-- Provided text --
Another Important Step in Recognizing Cannabis as Medicine in Oregon
Since fully legalizing recreational marijuana, Oregon’s medical marijuana industry has been faltering. The number of medical marijuana dispensaries is plummeting. In order to save the industry, several new bills have been introduced and have made their way through the House. Some have made it into law.
First, there is House Bill 2198, which establishes an Oregon Cannabis Commission. The bill went through the legislature and now sits on Governor Kate Brown’s desk, awaiting her signature. Establishing the commission is only part of what the bill will allow, but it is by far the most important aspect.
According to Representative Carl Wilson (R-Grants Pass), “Since the passage of Measure 91, there has been a mass migration to the highly regulated OLCC system, and that leaves a much smaller OMMP which is badly in need of modernization and that is what this bill does.”
One of the major changes in the law is to allow two OMMP patients living at a single address to grow up to 12 plants. Formerly, they could only grow six, according to SB1057, which had passed earlier in June. Another of the changes related to OMMP growers is that the passage of the bill allows for them to sell up to 20 pounds of their excess marijuana to the Oregon Liquor Control Commission’s recreational marijuana program. This part of the measure was not well received by recreational growers, who did not want perceived competition from medical growers. However, the bill is intended to prevent the excess product from medical growers ending up on the black market and being sold, possibly, in other states.

-- Provided data --
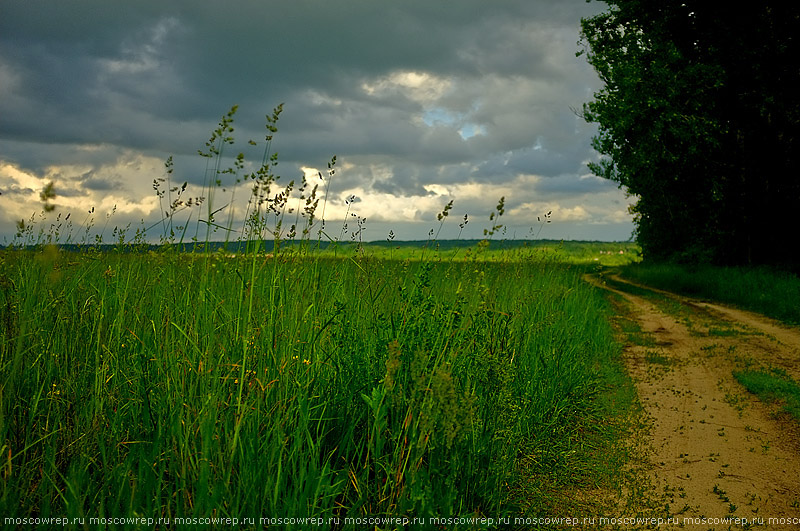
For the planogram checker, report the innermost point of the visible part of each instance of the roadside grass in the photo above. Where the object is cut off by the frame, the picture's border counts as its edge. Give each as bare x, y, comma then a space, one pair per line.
169, 384
299, 383
770, 292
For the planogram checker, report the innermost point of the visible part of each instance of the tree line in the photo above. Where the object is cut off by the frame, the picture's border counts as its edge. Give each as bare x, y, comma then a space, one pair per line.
699, 120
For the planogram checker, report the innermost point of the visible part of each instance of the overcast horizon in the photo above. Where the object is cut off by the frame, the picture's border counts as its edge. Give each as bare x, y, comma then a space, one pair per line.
422, 103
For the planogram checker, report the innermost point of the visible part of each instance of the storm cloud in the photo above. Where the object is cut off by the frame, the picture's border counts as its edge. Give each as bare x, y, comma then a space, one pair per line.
421, 101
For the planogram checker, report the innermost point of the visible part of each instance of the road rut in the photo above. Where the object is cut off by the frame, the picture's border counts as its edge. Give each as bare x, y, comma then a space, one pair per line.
715, 450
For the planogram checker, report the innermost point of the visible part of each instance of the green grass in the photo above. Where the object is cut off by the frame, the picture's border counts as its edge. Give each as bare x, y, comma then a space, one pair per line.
772, 386
335, 382
773, 293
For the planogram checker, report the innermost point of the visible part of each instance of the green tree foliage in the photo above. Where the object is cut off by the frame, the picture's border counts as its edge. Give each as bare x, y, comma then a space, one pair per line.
699, 118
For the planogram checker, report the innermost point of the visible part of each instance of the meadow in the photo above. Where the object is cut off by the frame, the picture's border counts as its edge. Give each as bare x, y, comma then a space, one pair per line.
296, 384
286, 373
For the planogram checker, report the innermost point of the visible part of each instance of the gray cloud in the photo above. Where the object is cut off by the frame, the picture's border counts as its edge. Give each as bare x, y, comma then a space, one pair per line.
154, 78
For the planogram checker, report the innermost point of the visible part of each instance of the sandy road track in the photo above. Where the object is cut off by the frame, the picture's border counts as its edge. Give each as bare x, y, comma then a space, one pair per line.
715, 450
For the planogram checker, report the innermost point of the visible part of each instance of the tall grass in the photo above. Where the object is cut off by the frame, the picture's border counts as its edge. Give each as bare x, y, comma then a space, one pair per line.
771, 292
288, 384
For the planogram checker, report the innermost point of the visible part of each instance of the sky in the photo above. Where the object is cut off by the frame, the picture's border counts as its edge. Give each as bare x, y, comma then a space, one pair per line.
423, 102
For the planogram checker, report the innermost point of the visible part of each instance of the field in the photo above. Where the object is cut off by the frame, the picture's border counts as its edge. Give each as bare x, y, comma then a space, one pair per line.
299, 384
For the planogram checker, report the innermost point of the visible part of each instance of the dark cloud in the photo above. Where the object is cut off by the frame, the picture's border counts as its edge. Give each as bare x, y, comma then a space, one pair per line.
360, 79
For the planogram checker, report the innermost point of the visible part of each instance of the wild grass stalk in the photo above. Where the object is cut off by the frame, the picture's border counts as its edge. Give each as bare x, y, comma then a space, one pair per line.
293, 383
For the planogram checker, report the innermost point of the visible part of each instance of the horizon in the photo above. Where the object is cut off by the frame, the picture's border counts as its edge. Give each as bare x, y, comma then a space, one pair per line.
422, 103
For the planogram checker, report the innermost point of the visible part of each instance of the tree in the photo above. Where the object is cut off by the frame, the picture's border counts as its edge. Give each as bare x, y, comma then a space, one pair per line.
699, 118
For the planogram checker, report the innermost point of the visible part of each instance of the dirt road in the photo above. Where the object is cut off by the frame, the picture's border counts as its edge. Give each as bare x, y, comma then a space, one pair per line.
714, 450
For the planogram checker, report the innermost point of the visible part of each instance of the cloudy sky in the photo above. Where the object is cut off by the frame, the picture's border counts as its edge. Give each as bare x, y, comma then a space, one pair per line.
422, 102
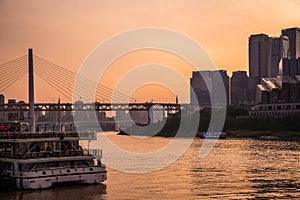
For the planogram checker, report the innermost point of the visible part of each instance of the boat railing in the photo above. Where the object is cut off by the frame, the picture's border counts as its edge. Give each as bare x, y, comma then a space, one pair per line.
28, 135
49, 154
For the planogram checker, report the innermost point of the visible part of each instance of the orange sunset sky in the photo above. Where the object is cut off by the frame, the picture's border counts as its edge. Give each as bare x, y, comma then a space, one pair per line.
65, 32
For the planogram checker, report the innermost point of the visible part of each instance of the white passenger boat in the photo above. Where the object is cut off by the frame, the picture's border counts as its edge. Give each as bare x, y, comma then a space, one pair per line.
39, 160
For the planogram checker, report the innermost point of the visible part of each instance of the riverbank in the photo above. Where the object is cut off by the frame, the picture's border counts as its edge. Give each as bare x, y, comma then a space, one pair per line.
265, 135
244, 134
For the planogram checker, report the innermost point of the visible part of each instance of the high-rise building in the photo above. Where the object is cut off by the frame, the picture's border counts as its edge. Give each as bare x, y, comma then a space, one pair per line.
258, 55
204, 84
265, 54
294, 41
2, 101
239, 84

-- Assignment --
According to the Oregon medical cannabis text, how many pounds of excess marijuana may OMMP growers sell to the Oregon Liquor Control Commission's recreational marijuana program?

-- Solved exercise --
Up to 20 pounds.